_Extrait du texte_
Une ignorance qui inquiète
La ministre Helena Jaczek a pour sa part soutenu avoir été informée des différentes allégations dont fait l’objet McKinsey la semaine dernière seulement, lorsque Gord Johns a évoqué le rôle de cette firme dans la crise des opioïdes devant le Comité.
Outre M. Johns, cet aveu a fait sursauter les conservateurs Michael Barrett et Kelly McCauley, qui préside par ailleurs le Comité parlementaire. M. McCauley a réquisitionné quelques-unes des précieuses minutes des travaux du Comité pour se dire extrêmement inquiet
, entre autres.
Une simple recherche Google montre une multitude de pages qui portent sur des pratiques frauduleuses dans le monde entier
, a-t-il dit… puis redit.
« Nous demandons que vous fournissiez à ce comité de l’information fiable, noir sur blanc, à savoir comment ce supposé test d’intégrité est conçu pour évaluer ces entreprises. »

_Consigne_
Recopiez le passage de l'extrait sur McKinsey, de "Une ignorance qui" à "dit… puis redit.".

_Liste des lignes_
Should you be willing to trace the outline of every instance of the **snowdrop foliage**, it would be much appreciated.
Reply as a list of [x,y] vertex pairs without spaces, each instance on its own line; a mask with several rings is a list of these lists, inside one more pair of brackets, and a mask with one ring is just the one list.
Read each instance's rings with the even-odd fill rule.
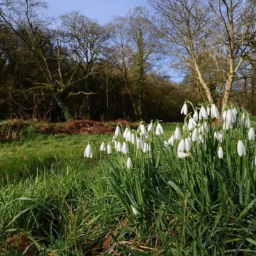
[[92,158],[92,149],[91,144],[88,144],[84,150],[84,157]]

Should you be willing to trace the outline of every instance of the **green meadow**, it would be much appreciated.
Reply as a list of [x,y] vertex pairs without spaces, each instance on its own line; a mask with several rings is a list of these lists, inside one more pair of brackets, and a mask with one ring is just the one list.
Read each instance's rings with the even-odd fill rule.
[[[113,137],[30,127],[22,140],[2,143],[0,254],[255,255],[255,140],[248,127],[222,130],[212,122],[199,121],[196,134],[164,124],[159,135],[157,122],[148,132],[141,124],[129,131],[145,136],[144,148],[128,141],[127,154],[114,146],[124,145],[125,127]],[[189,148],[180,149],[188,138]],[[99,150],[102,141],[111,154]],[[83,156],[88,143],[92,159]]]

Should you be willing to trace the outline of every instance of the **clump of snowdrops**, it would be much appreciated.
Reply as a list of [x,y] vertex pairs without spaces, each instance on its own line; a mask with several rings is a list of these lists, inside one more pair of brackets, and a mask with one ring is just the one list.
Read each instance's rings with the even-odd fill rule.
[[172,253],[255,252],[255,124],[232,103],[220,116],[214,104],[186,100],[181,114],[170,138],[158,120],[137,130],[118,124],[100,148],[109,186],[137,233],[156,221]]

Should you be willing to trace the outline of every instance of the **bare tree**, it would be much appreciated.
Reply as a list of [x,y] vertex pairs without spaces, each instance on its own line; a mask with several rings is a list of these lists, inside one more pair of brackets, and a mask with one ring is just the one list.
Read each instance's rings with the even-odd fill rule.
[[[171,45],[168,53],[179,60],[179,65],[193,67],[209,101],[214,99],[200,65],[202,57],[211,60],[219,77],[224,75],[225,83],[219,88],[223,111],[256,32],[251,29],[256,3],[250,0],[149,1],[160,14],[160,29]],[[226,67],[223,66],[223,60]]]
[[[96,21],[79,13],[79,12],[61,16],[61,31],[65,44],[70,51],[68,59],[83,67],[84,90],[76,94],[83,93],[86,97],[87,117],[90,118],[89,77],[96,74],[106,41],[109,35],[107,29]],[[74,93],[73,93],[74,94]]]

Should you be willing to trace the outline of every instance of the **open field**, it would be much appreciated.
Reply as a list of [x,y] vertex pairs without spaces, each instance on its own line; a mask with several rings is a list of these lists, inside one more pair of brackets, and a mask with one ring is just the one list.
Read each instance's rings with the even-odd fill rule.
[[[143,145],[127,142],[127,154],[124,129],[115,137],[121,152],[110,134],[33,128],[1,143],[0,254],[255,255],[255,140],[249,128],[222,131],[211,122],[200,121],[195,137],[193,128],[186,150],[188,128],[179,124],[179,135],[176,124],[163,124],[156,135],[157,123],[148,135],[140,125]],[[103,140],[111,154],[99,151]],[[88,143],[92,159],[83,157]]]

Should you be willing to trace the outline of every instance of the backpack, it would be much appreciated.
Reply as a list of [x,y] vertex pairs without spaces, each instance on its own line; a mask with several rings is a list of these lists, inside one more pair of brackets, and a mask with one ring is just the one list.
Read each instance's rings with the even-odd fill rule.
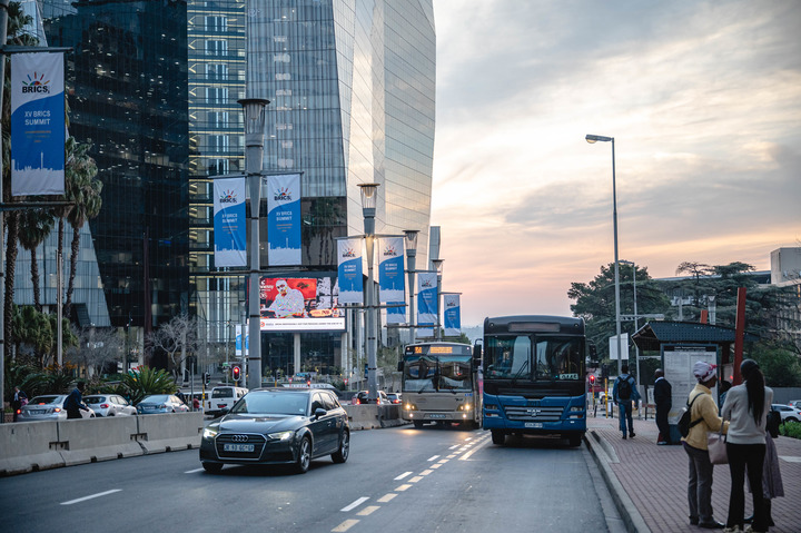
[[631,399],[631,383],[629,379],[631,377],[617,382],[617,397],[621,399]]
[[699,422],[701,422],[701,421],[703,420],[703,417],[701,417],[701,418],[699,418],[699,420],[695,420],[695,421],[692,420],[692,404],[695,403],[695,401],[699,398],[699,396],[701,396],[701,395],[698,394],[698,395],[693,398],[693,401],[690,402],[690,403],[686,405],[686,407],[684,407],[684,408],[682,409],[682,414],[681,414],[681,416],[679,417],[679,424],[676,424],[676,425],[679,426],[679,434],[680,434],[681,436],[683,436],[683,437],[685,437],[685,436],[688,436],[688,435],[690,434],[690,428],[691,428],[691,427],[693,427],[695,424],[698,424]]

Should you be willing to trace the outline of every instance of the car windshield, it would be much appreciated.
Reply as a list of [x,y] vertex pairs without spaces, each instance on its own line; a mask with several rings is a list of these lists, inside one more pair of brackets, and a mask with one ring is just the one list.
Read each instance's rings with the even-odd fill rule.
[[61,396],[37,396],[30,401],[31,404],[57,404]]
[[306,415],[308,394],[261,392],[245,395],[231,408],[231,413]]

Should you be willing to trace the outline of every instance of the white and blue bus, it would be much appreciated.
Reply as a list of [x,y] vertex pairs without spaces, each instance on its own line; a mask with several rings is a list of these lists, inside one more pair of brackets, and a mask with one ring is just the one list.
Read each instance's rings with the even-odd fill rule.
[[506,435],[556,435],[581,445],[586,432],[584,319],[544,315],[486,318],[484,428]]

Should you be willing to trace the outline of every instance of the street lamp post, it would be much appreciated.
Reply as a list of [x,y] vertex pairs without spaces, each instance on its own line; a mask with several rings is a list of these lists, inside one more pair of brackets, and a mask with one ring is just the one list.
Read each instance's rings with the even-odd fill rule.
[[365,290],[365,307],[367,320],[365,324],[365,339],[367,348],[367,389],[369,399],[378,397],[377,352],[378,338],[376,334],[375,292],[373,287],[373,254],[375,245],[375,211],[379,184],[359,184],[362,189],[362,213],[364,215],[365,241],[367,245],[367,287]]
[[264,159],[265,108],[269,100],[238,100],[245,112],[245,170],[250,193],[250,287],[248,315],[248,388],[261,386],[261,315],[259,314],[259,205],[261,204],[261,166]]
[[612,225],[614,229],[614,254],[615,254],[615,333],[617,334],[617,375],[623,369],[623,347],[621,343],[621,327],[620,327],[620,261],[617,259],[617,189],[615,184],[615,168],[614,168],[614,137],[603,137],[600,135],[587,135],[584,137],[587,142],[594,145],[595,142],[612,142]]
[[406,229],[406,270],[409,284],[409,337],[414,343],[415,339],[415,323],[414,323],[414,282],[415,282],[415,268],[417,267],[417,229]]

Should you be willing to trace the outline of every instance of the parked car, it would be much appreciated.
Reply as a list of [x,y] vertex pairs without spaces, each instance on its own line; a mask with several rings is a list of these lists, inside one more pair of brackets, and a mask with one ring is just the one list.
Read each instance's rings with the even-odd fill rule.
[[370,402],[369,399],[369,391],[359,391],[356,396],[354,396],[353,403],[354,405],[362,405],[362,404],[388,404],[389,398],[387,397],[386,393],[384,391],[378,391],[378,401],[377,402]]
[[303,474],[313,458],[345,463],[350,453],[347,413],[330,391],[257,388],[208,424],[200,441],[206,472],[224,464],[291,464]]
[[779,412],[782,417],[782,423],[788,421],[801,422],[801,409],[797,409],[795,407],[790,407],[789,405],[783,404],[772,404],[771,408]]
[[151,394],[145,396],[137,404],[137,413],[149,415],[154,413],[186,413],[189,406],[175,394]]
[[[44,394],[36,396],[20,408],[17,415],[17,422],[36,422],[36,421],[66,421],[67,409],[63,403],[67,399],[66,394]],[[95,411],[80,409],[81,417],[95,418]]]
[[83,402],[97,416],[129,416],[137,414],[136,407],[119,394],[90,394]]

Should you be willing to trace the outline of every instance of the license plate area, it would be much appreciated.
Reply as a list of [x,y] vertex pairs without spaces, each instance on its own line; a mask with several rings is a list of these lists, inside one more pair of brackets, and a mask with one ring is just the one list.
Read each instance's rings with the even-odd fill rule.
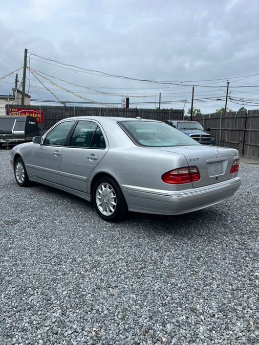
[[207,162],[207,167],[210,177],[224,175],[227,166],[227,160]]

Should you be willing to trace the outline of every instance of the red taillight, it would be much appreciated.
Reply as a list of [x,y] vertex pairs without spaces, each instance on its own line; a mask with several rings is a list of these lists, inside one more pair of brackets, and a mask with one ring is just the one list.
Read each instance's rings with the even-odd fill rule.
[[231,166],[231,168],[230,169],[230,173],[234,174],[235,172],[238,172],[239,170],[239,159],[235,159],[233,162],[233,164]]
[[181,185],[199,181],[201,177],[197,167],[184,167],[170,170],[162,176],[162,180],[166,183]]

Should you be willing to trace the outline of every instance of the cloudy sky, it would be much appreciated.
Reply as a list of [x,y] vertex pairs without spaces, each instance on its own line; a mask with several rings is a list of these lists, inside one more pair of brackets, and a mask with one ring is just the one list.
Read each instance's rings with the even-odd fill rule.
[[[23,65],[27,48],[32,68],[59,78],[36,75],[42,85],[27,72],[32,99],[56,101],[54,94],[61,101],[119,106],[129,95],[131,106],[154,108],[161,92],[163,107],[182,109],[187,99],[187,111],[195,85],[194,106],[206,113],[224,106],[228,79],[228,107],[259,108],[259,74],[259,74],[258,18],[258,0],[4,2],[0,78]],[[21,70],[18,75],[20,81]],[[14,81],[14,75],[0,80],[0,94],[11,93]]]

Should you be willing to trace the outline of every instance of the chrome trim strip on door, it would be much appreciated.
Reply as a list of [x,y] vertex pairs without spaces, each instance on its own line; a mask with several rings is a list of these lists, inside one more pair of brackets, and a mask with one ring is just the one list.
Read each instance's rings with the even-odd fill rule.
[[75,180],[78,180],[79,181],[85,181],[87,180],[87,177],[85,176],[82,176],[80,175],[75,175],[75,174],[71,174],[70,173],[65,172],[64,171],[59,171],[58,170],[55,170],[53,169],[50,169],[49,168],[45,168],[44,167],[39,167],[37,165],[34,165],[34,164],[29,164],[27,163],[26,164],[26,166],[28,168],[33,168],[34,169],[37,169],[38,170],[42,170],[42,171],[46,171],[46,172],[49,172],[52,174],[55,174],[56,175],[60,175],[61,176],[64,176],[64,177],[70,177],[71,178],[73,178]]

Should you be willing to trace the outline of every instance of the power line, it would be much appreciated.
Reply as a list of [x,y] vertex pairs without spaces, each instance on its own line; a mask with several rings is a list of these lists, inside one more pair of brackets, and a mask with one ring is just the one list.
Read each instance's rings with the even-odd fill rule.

_Réponse attendue_
Une ignorance qui inquiète
La ministre Helena Jaczek a pour sa part soutenu avoir été informée des différentes allégations dont fait l’objet McKinsey la semaine dernière seulement, lorsque Gord Johns a évoqué le rôle de cette firme dans la crise des opioïdes devant le Comité.
Outre M. Johns, cet aveu a fait sursauter les conservateurs Michael Barrett et Kelly McCauley, qui préside par ailleurs le Comité parlementaire. M. McCauley a réquisitionné quelques-unes des précieuses minutes des travaux du Comité pour se dire extrêmement inquiet
, entre autres.
Une simple recherche Google montre une multitude de pages qui portent sur des pratiques frauduleuses dans le monde entier
, a-t-il dit… puis redit.